Namun, presiden dari Partai Republik itu tidak menyampaikan bukti apa pun soal tudingan tersebut.
Sejumlah badan intelejen Amerika Serikat menyimpulkan bahwa Rusia telah mengintervensi pemilu tahun 2016 untuk membantu pencalonan Trump sekaligus mendiskreditkan rival Trump saat itu, Hillary Clinton dari Partai Demokrat.
Lembaga intelijen Washington juga mengatakan bahwa Moskow kini berupaya untuk memengaruhi hasil pemilu legislatif yang akan digelar pada 6 November mendatang.
"Saya khawatir Rusia akan berupaya keras untuk memengaruhi pemilu nanti. Berdasarkan fakta bahwa tidak ada presiden yang lebih tegas sikapnya terhadap Rusia dibandingkan dengan saya, maka mereka tentu menginginkan Demokrat untuk menang," tulis Trump dalam akun Twitternya.
"Jelas mereka tindak menginginkan Trump," kata dia.
Sementara itu, Presiden Rusia Vladimir Putin mengakui bahwa dia memang ingin agar Trump menang dalam pemilihan presiden tahun 2016. Dia mengungkapkan keinginan itu saat menggelar konferensi pers bersama Trump pada 16 Juli lalu di Helsinki.

- **Segmen Data**
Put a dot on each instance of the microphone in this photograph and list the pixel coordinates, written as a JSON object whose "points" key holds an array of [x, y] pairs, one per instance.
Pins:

- **Latihan**
Tolong lanjutkan berita tentang dugaan campur tangan Rusia dalam pemilu Amerika Serikat, mulai tepat setelah kalimat terakhirnya.

- **Jawaban Tugas**
Namun, Putin membantah telah mengintervensi pemilihan umum di Amerika Serikat.
Pernyataan Trump dalam konferensi pers yang sama kemudian memicu badai kritik di Amerika Serikat karena ia dianggap lebih mementingkan Rusia dibanding negaranya sendiri dengan mendukung bantahan bahwa Moskow telah mengintervensi pemilu yang dia menangi.
Partai Demokrat kini tengah berupaya memenangi mayoritas kursi di Dewan Perwakilan dan Senat, yang saat ini dikuasai Partai Republik. Dengan menguasai dua kamar legislatif tersebut, Demokrat bisa mengacaukan agenda kebijakan sang presiden.
(Uu.SYS/B/G005/B/T008)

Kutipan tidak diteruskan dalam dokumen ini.